## WHAT NEEDS TO BE DONE
Write out the entries below once more, exactly, with the pictures left out.

## MATERIAL FOR THIS EXERCISE
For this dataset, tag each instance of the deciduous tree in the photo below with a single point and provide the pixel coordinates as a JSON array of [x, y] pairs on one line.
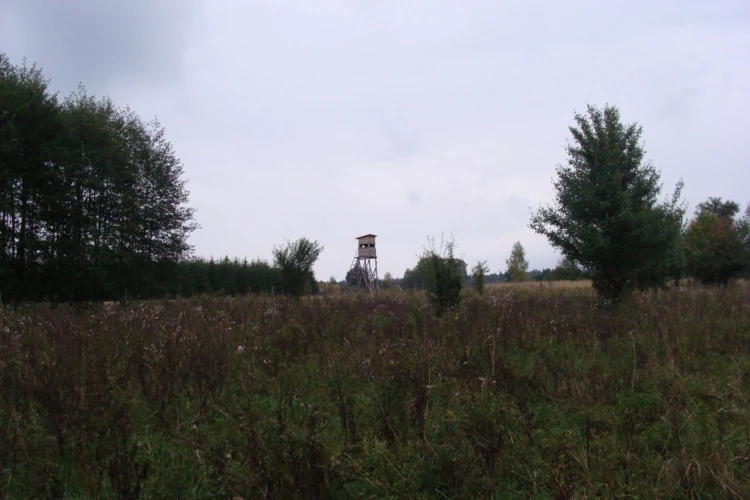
[[607, 216]]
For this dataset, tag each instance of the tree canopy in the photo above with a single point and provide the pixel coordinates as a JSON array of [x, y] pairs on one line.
[[92, 198], [607, 216], [518, 266]]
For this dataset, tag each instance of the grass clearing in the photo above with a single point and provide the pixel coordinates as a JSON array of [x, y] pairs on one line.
[[521, 393]]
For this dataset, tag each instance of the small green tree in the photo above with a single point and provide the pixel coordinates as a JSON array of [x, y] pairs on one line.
[[478, 273], [715, 246], [295, 260], [518, 266], [607, 217], [443, 274], [387, 281]]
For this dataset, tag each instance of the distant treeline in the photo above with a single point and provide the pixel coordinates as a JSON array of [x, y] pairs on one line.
[[92, 200]]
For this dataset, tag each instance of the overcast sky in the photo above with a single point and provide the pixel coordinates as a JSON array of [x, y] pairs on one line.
[[331, 119]]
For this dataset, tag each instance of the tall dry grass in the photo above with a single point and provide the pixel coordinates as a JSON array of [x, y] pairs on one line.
[[520, 393]]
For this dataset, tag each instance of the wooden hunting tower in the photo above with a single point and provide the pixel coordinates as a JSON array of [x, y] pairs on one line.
[[364, 270]]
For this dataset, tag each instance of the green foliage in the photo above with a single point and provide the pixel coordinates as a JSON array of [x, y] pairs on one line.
[[92, 200], [478, 273], [513, 395], [387, 281], [444, 275], [607, 217], [295, 259], [518, 266], [566, 270], [714, 248], [418, 277]]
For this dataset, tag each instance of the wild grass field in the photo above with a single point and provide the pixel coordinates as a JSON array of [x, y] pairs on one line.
[[524, 393]]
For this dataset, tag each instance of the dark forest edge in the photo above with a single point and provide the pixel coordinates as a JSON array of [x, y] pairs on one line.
[[93, 207]]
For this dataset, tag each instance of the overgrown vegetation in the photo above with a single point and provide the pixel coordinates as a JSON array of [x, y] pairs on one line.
[[512, 395], [92, 199]]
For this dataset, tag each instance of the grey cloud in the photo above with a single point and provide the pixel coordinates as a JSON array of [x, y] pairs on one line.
[[102, 43], [333, 118], [414, 199]]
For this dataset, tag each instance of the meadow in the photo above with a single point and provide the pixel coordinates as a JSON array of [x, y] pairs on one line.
[[527, 392]]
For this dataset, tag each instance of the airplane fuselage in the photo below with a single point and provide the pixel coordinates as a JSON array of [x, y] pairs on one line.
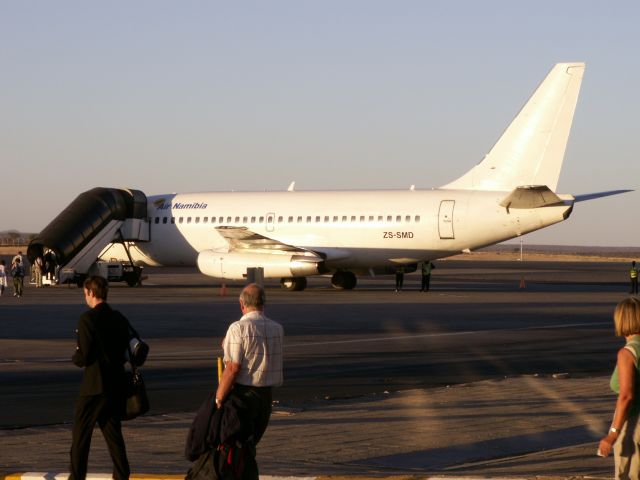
[[350, 229]]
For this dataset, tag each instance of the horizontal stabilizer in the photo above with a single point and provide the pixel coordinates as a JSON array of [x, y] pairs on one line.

## RESPONSE
For this dataset, tag each instance of the deciduous tree in the photo below with a single point and provide the pixel coordinates as a JSON array of [x, y] pairs on one line.
[[607, 216]]
For this dataset, tag each instance of the tree canopy in the photo above with a single point and provide the pixel coordinates as a JSON array of [x, y] pairs on one line.
[[92, 198], [607, 216], [518, 266]]
For this dataset, tag each instance of the grass clearing in the photo above with a single point and provide the pixel coordinates as a JSON array of [x, y] pairs on one line.
[[521, 393]]
For this dataset, tag each instance of the small green tree in the photo above with a single point and provide the pixel coordinates as a JSON array of [x, y] pairs on one line.
[[478, 273], [715, 246], [295, 260], [518, 266], [607, 217], [443, 274], [387, 281]]
For this dataset, tag each instance of the distant treeline in the photo above with a single point and provide the pixel coordinates as a JSON array of [x, y] pairs on one line.
[[92, 200]]
For this dataset, tag each instance of the overcast sky in the photo above with a single point and provide the pixel coordinates as a JSON array of [x, y] pairs on one line.
[[331, 119]]
For this dataset, tag each instance of the tall dry grass in the photo above with a single point and provide the pixel coordinates as a JSON array of [x, y] pairs on one line.
[[520, 393]]
For this dataset, tag each instance of the wooden hunting tower in the photo above with a single point and provide the pixel coordinates as a JSON array of [x, y] pairs on one line.
[[364, 270]]
For this dataset, tag each instance of the green foliage in the photo above with a single point and provide the pixel coordinates as a JSON array of [x, y] pairs on one line.
[[92, 200], [478, 273], [513, 395], [387, 281], [444, 275], [607, 217], [295, 259], [518, 266], [566, 270], [714, 248], [418, 277]]
For this dataset, tag each instance of the wild grass field in the photo above with a single point and provide the pixel coordinates as a JSON array of [x, y] pairs on one line.
[[524, 393]]
For this dataset, tag each instance of the dark forest edge in the photo above with a single point and provide the pixel coordinates as a JSON array of [x, y] pairs on one line.
[[93, 207]]
For this dataset, tag each instance of the overgrown vegetation in the photo above with a single point and provide the pixel coordinates as a JSON array of [x, y] pairs on one line.
[[512, 395], [92, 199]]
For this dataset, tag each instance of the grey cloud in the photo above with a single point and provide the pixel coordinates as a JSON array of [x, y] pairs on one line.
[[102, 43], [333, 118], [414, 199]]
For this dataset, tag each instance of the meadow in the photo above with a single point and provide the pixel coordinates as a JSON array of [x, y] pairs on one line.
[[527, 392]]
For this dataset, tag each instance of the airplane fuselage in the photo below with a single point and provide the pixel coordinates as a JSON array of [x, y] pairs on one line.
[[350, 229]]
For this dataset, tag each instance of the horizontal stabilizer in the photo above with a single point and provide the pixel coordinates as a JSON array of [x, y] pairs on one line.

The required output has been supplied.